● **Stated exercise**
Copy every line from the one with "Each instance of the round" to the one with "[[727, 462], [772, 516], [258, 599]]", both ends included, and scale each pixel coordinate in the answers by 1.15, rounding to whole numbers with halves rounded up; leave the requests and their sample coordinates as they are. Return only these lines.
--- Begin Given data ---
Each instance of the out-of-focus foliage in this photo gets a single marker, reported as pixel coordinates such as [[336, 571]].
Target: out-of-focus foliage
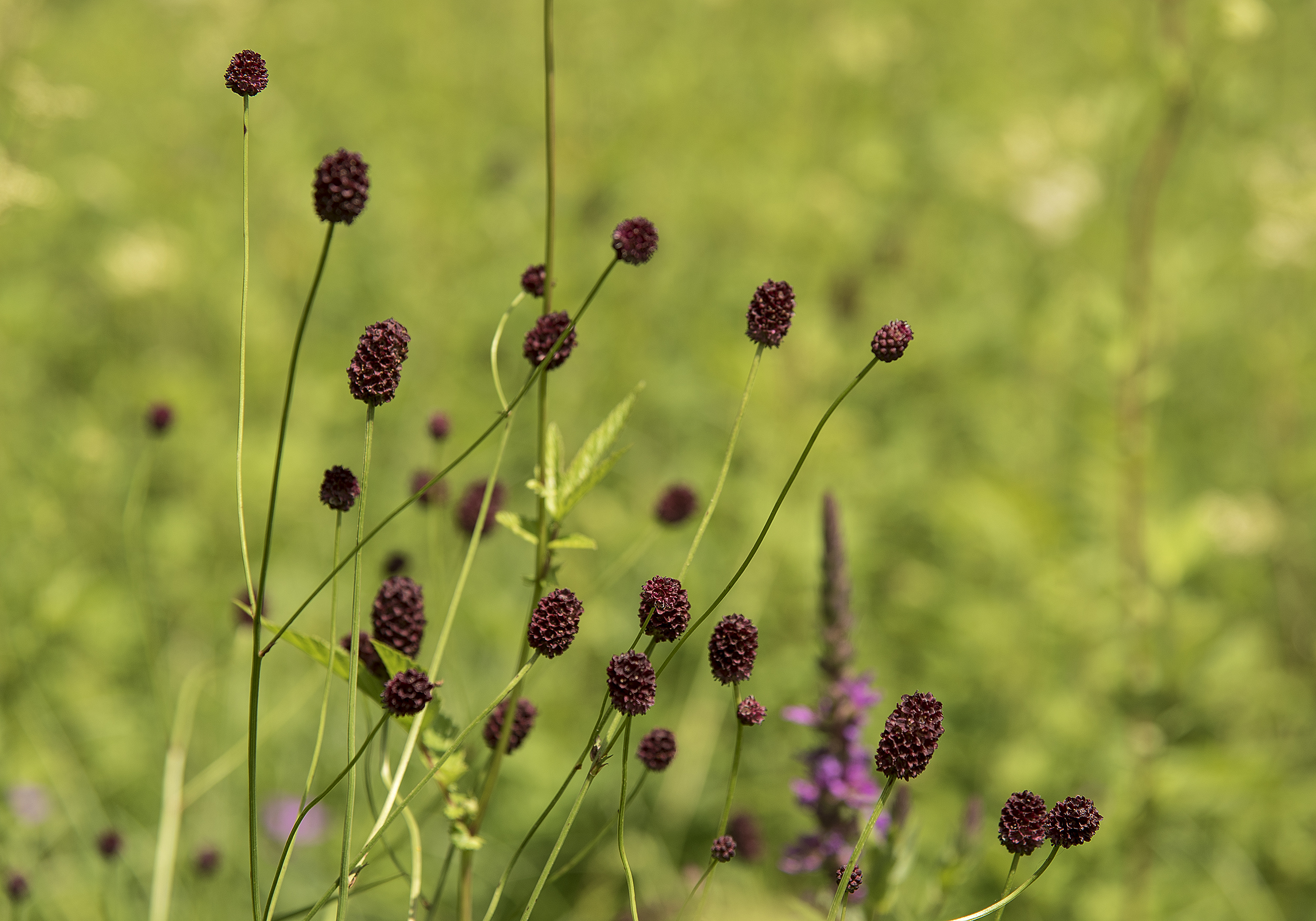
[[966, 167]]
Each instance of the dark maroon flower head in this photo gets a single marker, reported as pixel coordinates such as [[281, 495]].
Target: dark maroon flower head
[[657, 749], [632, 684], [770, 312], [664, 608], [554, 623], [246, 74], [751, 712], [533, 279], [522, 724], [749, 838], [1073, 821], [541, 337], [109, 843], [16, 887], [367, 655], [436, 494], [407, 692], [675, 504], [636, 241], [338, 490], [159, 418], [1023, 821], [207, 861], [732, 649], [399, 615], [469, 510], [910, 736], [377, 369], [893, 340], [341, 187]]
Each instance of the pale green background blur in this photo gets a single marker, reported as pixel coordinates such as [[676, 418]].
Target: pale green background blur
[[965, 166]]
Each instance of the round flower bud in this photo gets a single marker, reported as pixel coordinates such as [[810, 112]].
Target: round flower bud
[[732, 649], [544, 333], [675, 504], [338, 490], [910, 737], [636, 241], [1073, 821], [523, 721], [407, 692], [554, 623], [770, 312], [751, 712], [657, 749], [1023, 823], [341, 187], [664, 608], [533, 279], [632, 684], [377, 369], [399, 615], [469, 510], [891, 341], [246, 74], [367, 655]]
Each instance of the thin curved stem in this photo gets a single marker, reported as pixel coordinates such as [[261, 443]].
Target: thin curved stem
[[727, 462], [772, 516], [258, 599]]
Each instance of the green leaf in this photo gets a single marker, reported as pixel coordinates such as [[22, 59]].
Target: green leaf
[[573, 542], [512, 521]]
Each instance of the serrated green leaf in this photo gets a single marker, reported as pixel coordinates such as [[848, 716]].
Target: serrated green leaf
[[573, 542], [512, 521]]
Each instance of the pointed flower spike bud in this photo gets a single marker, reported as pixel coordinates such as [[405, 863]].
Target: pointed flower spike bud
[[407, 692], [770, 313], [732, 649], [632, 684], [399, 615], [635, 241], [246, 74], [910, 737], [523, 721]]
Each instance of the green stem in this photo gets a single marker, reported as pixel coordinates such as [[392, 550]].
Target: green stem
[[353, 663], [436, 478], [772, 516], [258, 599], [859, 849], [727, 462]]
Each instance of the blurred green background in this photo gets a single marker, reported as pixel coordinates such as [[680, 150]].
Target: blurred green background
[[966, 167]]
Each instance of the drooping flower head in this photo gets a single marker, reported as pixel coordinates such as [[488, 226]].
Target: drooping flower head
--- End Given data ---
● **In response**
Each instance of the round flower bud in this photo gets a single marker, reported as pixel coordinates such as [[810, 112]].
Target: round flower bud
[[842, 746], [626, 383], [776, 580], [389, 564], [1047, 848], [731, 277], [1234, 944], [601, 829], [468, 796], [637, 716], [886, 359], [864, 819], [756, 861], [1176, 946], [392, 215], [764, 699], [613, 321], [727, 787], [434, 424], [459, 707], [539, 587], [1025, 392], [283, 85], [422, 753]]
Each instance of the thin curved stem in this photo gets a single marker, reported as pixel coordinates such as [[261, 443]].
Target: thin curved stem
[[836, 531], [888, 593], [297, 689]]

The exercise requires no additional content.